ASSIGNMENT:
Retype the news article below on Germany easing quarantine rules for vaccinated travelers, word for word and in full.

TEXT SEGMENT:
=== Section Start ===
Germany to ease quarantine rules for vaccinated travellers from ‘virus variant’ zones

The German government announced on Wednesday it plans to relax quarantine rules for fully vaccinated travellers arriving from 'virus variant areas of concern'.

Germany to ease quarantine rules for vaccinated travellers from 'virus variant' zones
Travellers in Frankfurt airport on July 17th. Photo: picture alliance/dpa | Frank Rumpenhorst

It came as Chancellor Angela Merkel’s cabinet extended entry regulations to Germany put in place to help control the spread of Covid-19 until at least mid-September. 

Health Minister Jens Spahn said on Wednesday that the Covid travel rules will be in place until September 10th. They were set to expire at the end of July. 

However, a change in quarantine rules will mean that soon fully vaccinated people entering from so-called ‘virus variant of concern’ zones, such as Brazil and South Africa, will not have to isolate for 14 days.

They will be able to end their quarantine early if they can prove that their vaccination protection is effective against the virus variant in the area they are travelling from.

No details have been given yet on how people will have to prove that – and how early they can shorten the quarantine period. The Local Germany will report on this when we have more information.
=== Section End ===
ENTRIES SUPPLIED:
=== Section Start ===
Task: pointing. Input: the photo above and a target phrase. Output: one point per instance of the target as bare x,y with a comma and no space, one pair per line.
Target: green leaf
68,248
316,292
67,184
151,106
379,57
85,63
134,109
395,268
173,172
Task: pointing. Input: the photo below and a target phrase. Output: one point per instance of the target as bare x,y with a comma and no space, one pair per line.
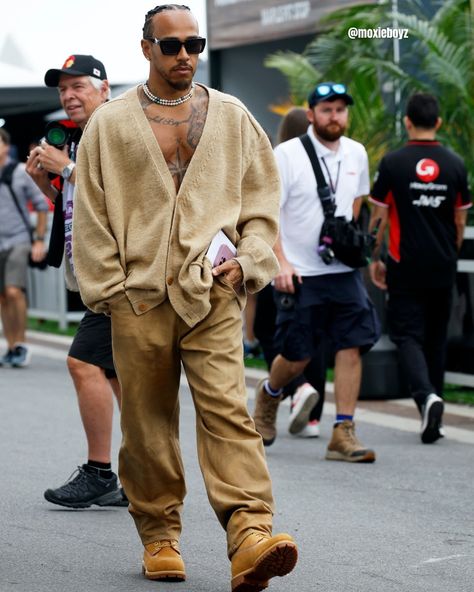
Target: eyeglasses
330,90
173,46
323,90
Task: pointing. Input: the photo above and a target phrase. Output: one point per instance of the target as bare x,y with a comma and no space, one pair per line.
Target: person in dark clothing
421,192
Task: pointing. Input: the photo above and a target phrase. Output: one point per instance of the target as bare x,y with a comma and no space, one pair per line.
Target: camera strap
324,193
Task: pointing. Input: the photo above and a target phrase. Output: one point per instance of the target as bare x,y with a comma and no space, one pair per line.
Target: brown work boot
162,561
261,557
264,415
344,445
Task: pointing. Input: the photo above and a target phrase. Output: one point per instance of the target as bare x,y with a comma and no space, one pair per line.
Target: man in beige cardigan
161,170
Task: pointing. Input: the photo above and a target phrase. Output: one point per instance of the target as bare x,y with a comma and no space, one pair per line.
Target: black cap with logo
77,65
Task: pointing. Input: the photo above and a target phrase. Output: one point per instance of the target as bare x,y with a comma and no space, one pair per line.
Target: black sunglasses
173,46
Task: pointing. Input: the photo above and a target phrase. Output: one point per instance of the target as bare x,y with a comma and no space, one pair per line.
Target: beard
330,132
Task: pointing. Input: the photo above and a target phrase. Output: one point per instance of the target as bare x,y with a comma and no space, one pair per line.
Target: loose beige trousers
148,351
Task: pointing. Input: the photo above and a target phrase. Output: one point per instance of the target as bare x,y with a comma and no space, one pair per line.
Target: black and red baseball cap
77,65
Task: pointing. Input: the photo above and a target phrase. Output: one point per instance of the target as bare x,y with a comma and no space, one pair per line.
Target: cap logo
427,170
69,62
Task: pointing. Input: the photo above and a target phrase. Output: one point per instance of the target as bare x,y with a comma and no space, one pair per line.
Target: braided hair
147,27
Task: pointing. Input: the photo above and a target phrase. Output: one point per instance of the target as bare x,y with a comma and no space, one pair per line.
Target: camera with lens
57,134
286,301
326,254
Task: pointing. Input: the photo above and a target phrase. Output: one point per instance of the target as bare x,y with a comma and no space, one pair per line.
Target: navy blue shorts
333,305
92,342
=== Section End ===
WRITTEN RESPONSE:
Germany to ease quarantine rules for vaccinated travellers from ‘virus variant’ zones

The German government announced on Wednesday it plans to relax quarantine rules for fully vaccinated travellers arriving from 'virus variant areas of concern'.

Germany to ease quarantine rules for vaccinated travellers from 'virus variant' zones
Travellers in Frankfurt airport on July 17th. Photo: picture alliance/dpa | Frank Rumpenhorst

It came as Chancellor Angela Merkel’s cabinet extended entry regulations to Germany put in place to help control the spread of Covid-19 until at least mid-September. 

Health Minister Jens Spahn said on Wednesday that the Covid travel rules will be in place until September 10th. They were set to expire at the end of July. 

However, a change in quarantine rules will mean that soon fully vaccinated people entering from so-called ‘virus variant of concern’ zones, such as Brazil and South Africa, will not have to isolate for 14 days.

They will be able to end their quarantine early if they can prove that their vaccination protection is effective against the virus variant in the area they are travelling from.

No details have been given yet on how people will have to prove that – and how early they can shorten the quarantine period. The Local Germany will report on this when we have more information.